◆ Exercise prompt
Nothing should appear in the answer except the line containing "Target: brick wall" and the lines following it through the end of the listing, each given exactly.
□ □ □ □ □ □ □
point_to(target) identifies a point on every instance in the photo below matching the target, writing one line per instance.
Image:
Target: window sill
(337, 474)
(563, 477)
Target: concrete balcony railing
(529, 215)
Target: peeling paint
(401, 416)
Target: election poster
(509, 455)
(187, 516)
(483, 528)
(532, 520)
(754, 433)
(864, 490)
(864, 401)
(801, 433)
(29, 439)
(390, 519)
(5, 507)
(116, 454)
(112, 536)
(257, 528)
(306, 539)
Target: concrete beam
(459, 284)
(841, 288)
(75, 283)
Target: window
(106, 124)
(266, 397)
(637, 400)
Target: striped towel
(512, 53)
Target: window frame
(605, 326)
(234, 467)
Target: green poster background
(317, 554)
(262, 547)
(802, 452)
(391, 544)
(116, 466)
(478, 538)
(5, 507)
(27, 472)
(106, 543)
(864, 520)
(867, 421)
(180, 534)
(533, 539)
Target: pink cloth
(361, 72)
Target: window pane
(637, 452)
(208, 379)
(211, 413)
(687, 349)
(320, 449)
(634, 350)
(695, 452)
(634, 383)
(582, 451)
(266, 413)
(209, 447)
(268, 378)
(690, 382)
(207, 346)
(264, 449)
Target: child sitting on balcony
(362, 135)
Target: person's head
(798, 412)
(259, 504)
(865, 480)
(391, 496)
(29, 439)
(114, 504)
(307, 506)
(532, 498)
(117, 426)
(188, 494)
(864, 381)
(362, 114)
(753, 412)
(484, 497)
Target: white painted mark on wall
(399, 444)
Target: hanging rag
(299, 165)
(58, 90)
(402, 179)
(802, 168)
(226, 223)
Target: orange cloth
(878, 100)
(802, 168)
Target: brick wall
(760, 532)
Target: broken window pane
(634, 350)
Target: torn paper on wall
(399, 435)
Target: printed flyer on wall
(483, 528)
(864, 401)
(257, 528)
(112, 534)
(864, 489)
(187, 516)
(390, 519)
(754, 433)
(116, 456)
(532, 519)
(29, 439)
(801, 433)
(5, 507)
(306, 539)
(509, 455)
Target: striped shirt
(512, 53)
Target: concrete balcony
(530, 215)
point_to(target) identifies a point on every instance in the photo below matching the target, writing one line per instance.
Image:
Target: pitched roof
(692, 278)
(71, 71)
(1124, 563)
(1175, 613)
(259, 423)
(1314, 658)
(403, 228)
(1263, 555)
□ □ □ □ □ □ □
◆ Task answer
Target: brick wall
(760, 532)
Target: broken window pane
(634, 350)
Target: torn paper on wall
(399, 435)
Target: printed flyer on wall
(483, 528)
(864, 401)
(257, 528)
(112, 534)
(864, 489)
(187, 516)
(390, 519)
(754, 433)
(116, 456)
(532, 519)
(29, 439)
(801, 433)
(5, 507)
(306, 539)
(509, 455)
Target: striped shirt
(512, 53)
Target: concrete balcony
(530, 215)
point_to(target) identifies a point on every instance in the photo below matching the target, writing one line per instance.
Image:
Target: pitched roof
(692, 278)
(71, 71)
(1124, 563)
(1175, 613)
(259, 423)
(1314, 658)
(403, 228)
(1263, 555)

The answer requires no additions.